-- start --
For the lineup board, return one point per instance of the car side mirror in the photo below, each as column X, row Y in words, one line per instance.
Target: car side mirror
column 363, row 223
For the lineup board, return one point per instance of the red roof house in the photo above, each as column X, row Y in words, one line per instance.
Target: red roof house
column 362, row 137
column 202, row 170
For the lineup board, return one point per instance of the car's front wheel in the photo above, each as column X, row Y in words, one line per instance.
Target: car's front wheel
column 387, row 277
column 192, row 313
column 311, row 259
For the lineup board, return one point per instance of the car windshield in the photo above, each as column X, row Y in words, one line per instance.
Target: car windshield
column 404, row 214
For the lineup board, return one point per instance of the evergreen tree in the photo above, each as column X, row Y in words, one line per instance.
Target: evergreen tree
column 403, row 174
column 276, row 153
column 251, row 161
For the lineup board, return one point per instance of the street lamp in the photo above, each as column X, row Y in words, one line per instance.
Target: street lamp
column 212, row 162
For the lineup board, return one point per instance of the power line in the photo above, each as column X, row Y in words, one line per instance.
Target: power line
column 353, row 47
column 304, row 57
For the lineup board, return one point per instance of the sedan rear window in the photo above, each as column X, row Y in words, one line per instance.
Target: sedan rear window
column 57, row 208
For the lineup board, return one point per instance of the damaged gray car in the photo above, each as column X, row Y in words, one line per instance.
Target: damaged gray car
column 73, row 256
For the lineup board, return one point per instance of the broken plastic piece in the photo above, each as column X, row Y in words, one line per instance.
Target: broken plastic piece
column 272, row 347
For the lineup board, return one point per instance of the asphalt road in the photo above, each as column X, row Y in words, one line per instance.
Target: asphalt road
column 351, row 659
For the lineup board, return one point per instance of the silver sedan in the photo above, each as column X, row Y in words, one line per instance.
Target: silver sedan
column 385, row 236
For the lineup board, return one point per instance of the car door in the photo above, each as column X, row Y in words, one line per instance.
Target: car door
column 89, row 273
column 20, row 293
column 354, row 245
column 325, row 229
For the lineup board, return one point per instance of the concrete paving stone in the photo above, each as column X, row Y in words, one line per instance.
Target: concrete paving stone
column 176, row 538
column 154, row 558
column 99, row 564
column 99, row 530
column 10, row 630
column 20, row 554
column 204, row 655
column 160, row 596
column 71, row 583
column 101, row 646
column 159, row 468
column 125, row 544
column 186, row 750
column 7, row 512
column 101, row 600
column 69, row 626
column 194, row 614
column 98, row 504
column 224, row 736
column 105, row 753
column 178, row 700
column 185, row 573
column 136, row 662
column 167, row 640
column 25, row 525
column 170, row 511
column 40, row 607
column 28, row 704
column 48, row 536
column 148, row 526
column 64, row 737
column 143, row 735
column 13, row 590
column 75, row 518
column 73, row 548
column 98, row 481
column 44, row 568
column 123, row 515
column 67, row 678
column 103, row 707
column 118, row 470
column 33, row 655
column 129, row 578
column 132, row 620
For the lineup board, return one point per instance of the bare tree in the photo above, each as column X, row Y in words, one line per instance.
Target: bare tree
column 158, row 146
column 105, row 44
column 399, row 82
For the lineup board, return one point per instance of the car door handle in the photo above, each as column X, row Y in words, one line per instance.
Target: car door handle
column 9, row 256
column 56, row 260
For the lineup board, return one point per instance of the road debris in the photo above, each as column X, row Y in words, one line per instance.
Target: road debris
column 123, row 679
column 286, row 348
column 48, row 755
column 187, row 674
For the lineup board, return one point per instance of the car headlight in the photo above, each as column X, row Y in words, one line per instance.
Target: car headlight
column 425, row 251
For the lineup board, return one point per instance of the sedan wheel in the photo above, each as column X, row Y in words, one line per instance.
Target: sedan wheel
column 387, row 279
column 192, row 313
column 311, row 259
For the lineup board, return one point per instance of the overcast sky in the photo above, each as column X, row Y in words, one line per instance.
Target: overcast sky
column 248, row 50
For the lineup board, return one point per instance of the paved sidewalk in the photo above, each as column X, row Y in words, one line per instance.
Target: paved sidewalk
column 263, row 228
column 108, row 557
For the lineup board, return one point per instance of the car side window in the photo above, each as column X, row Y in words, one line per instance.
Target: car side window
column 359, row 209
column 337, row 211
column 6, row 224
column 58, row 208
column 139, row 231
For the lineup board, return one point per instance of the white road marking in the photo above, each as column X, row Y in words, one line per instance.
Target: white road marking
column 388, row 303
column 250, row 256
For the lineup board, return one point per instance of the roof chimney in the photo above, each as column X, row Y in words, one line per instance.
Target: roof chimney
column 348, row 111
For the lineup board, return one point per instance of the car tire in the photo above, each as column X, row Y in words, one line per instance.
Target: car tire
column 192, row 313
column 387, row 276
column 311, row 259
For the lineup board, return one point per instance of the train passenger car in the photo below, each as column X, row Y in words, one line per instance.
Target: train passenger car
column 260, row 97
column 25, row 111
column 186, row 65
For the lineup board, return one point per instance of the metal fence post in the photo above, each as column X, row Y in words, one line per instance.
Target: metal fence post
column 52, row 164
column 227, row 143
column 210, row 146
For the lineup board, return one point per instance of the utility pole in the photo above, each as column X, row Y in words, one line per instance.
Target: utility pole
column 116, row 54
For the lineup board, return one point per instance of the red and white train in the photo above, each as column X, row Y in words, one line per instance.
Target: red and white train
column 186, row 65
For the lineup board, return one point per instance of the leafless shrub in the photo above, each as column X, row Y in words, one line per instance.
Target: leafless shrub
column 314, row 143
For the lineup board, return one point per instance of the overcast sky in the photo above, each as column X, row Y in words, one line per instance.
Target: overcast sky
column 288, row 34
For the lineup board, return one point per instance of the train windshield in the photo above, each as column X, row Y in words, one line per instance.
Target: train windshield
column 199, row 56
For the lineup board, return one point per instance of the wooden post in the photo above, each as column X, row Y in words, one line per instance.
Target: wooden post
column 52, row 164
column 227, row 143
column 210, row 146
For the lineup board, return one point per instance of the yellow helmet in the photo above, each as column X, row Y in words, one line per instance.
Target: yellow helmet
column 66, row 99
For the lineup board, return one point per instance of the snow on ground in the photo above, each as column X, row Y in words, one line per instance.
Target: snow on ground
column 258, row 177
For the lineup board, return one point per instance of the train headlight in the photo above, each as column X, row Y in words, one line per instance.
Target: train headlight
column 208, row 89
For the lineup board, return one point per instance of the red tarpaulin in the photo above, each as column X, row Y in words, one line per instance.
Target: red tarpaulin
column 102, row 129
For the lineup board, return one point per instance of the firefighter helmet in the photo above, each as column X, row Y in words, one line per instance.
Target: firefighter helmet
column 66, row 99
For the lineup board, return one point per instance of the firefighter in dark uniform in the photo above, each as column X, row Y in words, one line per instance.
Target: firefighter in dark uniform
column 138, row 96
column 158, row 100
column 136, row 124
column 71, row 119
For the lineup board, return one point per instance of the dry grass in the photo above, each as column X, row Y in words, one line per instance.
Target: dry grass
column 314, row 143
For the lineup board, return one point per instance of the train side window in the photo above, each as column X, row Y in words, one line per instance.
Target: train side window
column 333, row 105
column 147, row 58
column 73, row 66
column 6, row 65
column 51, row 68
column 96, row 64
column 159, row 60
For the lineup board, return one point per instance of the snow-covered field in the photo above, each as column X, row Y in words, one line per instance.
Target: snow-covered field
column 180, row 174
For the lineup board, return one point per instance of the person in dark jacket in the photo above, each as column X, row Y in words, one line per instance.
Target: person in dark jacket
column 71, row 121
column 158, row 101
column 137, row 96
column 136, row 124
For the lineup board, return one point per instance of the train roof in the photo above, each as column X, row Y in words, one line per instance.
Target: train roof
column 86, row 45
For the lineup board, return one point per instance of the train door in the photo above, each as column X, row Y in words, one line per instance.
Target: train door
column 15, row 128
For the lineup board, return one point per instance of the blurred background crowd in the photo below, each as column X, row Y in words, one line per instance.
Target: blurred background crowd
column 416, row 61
-- end --
* **The task**
Write out every line of the records above as a JSON list of strings, one string per line, skipping any blank lines.

* **Full solution**
[
  "For the lineup board, return one point per instance of the car side mirror in the photo below, each as column X, row Y in words, one line per instance.",
  "Target: car side mirror",
  "column 363, row 223",
  "For the lineup board, return one point per instance of the red roof house in the photo above, each as column X, row Y in words, one line per instance.",
  "Target: red roof house",
  "column 362, row 137",
  "column 202, row 170",
  "For the lineup board, return one point per instance of the car's front wheel in the photo above, each as column X, row Y in words, one line per instance.",
  "Target: car's front wheel",
  "column 387, row 277",
  "column 192, row 313",
  "column 311, row 259",
  "For the lineup board, return one point per instance of the car windshield in the photo above, each as column X, row Y in words, one line per instance.",
  "Target: car windshield",
  "column 404, row 214",
  "For the lineup board, return one point per instance of the evergreen tree in the photo above, each as column X, row Y in words, one line per instance.",
  "Target: evergreen tree",
  "column 403, row 174",
  "column 276, row 153",
  "column 251, row 161",
  "For the lineup board, return one point per instance of the street lamp in the photo above, each as column X, row Y in words, one line per instance.",
  "Target: street lamp",
  "column 212, row 162",
  "For the lineup board, return one point per instance of the power line in the photo above, each as column X, row Y in words, one line per instance.",
  "Target: power line",
  "column 353, row 47",
  "column 304, row 57",
  "For the lineup board, return one point per instance of the sedan rear window in the photo above, each as column X, row Y in words, one line per instance.",
  "Target: sedan rear window",
  "column 57, row 208",
  "For the lineup board, return one point per instance of the damaged gray car in the photo above, each as column X, row Y in words, one line per instance.",
  "Target: damaged gray car",
  "column 73, row 256",
  "For the lineup board, return one point per instance of the broken plastic piece in the photo above, each as column X, row Y in words, one line per instance.",
  "Target: broken plastic piece",
  "column 272, row 347",
  "For the lineup board, return one point per instance of the asphalt road in the photo above, each as column X, row Y in words, one line per instance.",
  "Target: asphalt road",
  "column 351, row 659",
  "For the lineup board, return one point per instance of the silver sedan in the photo above, each as column X, row Y in words, one line per instance.",
  "Target: silver sedan",
  "column 385, row 236",
  "For the lineup board, return one point per instance of the car door in the photo above, each as column X, row Y in words, one line per instance.",
  "Target: car door",
  "column 89, row 273",
  "column 20, row 293",
  "column 354, row 245",
  "column 325, row 229",
  "For the lineup board, return one point per instance of the concrete paving stone in the photo above, each as column X, row Y in words, one line per instance.",
  "Target: concrete paving stone",
  "column 176, row 538",
  "column 154, row 558",
  "column 99, row 564",
  "column 99, row 530",
  "column 10, row 630",
  "column 20, row 554",
  "column 204, row 655",
  "column 160, row 596",
  "column 71, row 583",
  "column 101, row 646",
  "column 159, row 468",
  "column 125, row 544",
  "column 186, row 750",
  "column 7, row 512",
  "column 101, row 600",
  "column 69, row 626",
  "column 194, row 614",
  "column 98, row 504",
  "column 224, row 736",
  "column 105, row 753",
  "column 178, row 700",
  "column 185, row 573",
  "column 136, row 662",
  "column 167, row 640",
  "column 25, row 525",
  "column 170, row 511",
  "column 40, row 607",
  "column 28, row 704",
  "column 48, row 536",
  "column 148, row 526",
  "column 64, row 737",
  "column 143, row 735",
  "column 13, row 590",
  "column 75, row 518",
  "column 73, row 548",
  "column 98, row 481",
  "column 44, row 568",
  "column 123, row 515",
  "column 67, row 678",
  "column 103, row 707",
  "column 118, row 470",
  "column 33, row 655",
  "column 129, row 578",
  "column 132, row 620",
  "For the lineup board, return one point per instance of the bare tree in the photo above, each as column X, row Y in words, one line per instance.",
  "Target: bare tree",
  "column 158, row 146",
  "column 105, row 44",
  "column 399, row 82",
  "For the lineup board, return one point per instance of the car door handle in the photo above, each as column X, row Y in words, one line per instance.",
  "Target: car door handle",
  "column 9, row 256",
  "column 56, row 260",
  "For the lineup board, return one point per instance of the road debris in the photo above, each as column X, row Y in words, one line per instance.",
  "Target: road debris",
  "column 123, row 679",
  "column 286, row 348",
  "column 48, row 755",
  "column 187, row 674",
  "For the lineup board, return one point per instance of the car headlight in the photo above, each as column X, row Y in words, one line per instance.",
  "Target: car headlight",
  "column 425, row 251",
  "For the lineup board, return one point per instance of the sedan wheel in the photo above, each as column X, row Y in words, one line per instance.",
  "Target: sedan wheel",
  "column 387, row 279",
  "column 192, row 313",
  "column 311, row 259",
  "For the lineup board, return one point per instance of the overcast sky in the photo above, each as column X, row Y in words, one line per instance.",
  "Target: overcast sky",
  "column 248, row 50",
  "For the lineup board, return one point per instance of the paved sidewalk in the photo above, each as column X, row Y in words, one line per instance.",
  "Target: paved sidewalk",
  "column 263, row 228",
  "column 108, row 557",
  "For the lineup board, return one point per instance of the car side window in the photo above, each as column X, row Y in words, one line per instance.",
  "Target: car side window",
  "column 359, row 209",
  "column 337, row 211",
  "column 6, row 224",
  "column 58, row 208",
  "column 139, row 231",
  "For the lineup board, return one point per instance of the white road marking in the photo above, each as column X, row Y in words, one line per instance.",
  "Target: white road marking",
  "column 388, row 303",
  "column 250, row 256",
  "For the lineup board, return one point per instance of the roof chimney in the photo above, each as column X, row Y in words, one line per instance.",
  "Target: roof chimney",
  "column 348, row 111",
  "For the lineup board, return one point per instance of the car tire in the photo above, each as column X, row Y in words, one line per instance.",
  "Target: car tire",
  "column 192, row 313",
  "column 387, row 276",
  "column 311, row 259",
  "For the lineup board, return one point per instance of the train passenger car in the photo below, each as column X, row Y in words, one line per instance.",
  "Target: train passenger car",
  "column 260, row 97",
  "column 25, row 111",
  "column 186, row 65",
  "For the lineup board, return one point per instance of the metal fence post in the photo above, each as column X, row Y in words, one line per instance.",
  "Target: metal fence post",
  "column 52, row 164",
  "column 227, row 143",
  "column 210, row 146",
  "For the lineup board, return one point per instance of the utility pole in the photo above, each as column X, row Y in words, one line per instance.",
  "Target: utility pole",
  "column 116, row 54",
  "For the lineup board, return one point per instance of the red and white train in the photo above, each as column X, row Y in words, one line per instance.",
  "Target: red and white train",
  "column 186, row 65",
  "For the lineup board, return one point per instance of the leafless shrub in the photo above, each as column X, row Y in words, one line per instance.",
  "Target: leafless shrub",
  "column 314, row 143",
  "For the lineup board, return one point per instance of the overcast sky in the photo above, each as column X, row Y in words, one line per instance.",
  "Target: overcast sky",
  "column 288, row 34",
  "For the lineup board, return one point per instance of the train windshield in the photo above, each as column X, row Y in words, one line per instance.",
  "Target: train windshield",
  "column 199, row 56",
  "For the lineup board, return one point per instance of the wooden post in the photo above, each as column X, row Y in words, one line per instance.",
  "Target: wooden post",
  "column 52, row 164",
  "column 227, row 143",
  "column 210, row 146",
  "For the lineup board, return one point per instance of the yellow helmet in the photo above, each as column X, row Y in words, one line per instance.",
  "Target: yellow helmet",
  "column 66, row 99",
  "For the lineup board, return one point per instance of the snow on ground in the photo above, each as column X, row Y in words, one line per instance.",
  "Target: snow on ground",
  "column 258, row 177",
  "For the lineup board, return one point per instance of the train headlight in the photo above, each as column X, row Y in words, one line per instance.",
  "Target: train headlight",
  "column 208, row 89",
  "For the lineup board, return one point per instance of the red tarpaulin in the photo above, each as column X, row Y in words, one line per instance.",
  "Target: red tarpaulin",
  "column 102, row 129",
  "For the lineup board, return one point per instance of the firefighter helmet in the photo above, each as column X, row Y in words, one line per instance.",
  "Target: firefighter helmet",
  "column 66, row 99",
  "For the lineup board, return one point per instance of the firefighter in dark uniform in the photo above, each as column X, row Y in words, one line per instance.",
  "Target: firefighter in dark uniform",
  "column 138, row 96",
  "column 158, row 100",
  "column 136, row 124",
  "column 71, row 119",
  "For the lineup board, return one point per instance of the dry grass in the photo above, each as column X, row Y in words, one line per instance.",
  "Target: dry grass",
  "column 314, row 143",
  "For the lineup board, return one point per instance of the train side window in the photo above, each as column X, row Y in words, one line per instance.",
  "Target: train side window",
  "column 333, row 105",
  "column 147, row 58",
  "column 73, row 66",
  "column 6, row 65",
  "column 51, row 68",
  "column 96, row 64",
  "column 159, row 60",
  "For the lineup board, return one point per instance of the snow-covered field in the photo above, each as column X, row Y in words, one line per instance.",
  "Target: snow-covered field",
  "column 180, row 174",
  "For the lineup board, return one point per instance of the person in dark jacket in the photo above, each as column X, row Y in words, one line per instance.",
  "Target: person in dark jacket",
  "column 71, row 121",
  "column 158, row 101",
  "column 137, row 96",
  "column 136, row 124",
  "For the lineup board, return one point per instance of the train roof in the photo above, each as column X, row Y in words, one line per instance.",
  "Target: train roof",
  "column 86, row 45",
  "For the lineup board, return one point per instance of the train door in the photo above, each as column X, row Y in words, one line per instance.",
  "Target: train door",
  "column 15, row 128",
  "For the lineup board, return one point per instance of the blurred background crowd in the photo below, each as column X, row Y in words, one line per instance.",
  "Target: blurred background crowd",
  "column 416, row 61"
]